**Task to complete**
Can you reproduce the following material word for word, keeping every line as it stands?

---- Records for this task

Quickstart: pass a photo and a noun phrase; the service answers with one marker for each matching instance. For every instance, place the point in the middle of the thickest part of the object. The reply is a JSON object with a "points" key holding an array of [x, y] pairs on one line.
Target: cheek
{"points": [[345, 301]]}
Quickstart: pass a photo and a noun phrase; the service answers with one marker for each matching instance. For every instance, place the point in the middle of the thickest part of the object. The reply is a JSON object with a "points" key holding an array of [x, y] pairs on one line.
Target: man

--------

**Task result**
Quickstart: pass a photo and a noun phrase; the service answers with one marker for each matching instance. For every instance, place the point in the middle of the thickest part of the object. The reply is a JSON object with a "points" key holding an array of [x, y] pairs on one line.
Target: cheek
{"points": [[345, 301]]}
Quickstart: pass a photo and a noun phrase; the service answers with one marker for each matching instance. For every instance, place the point in the middle of the thickest part of the object. The reply is a JSON object with a "points" key holding an array of [x, y] pairs on one line.
Target: man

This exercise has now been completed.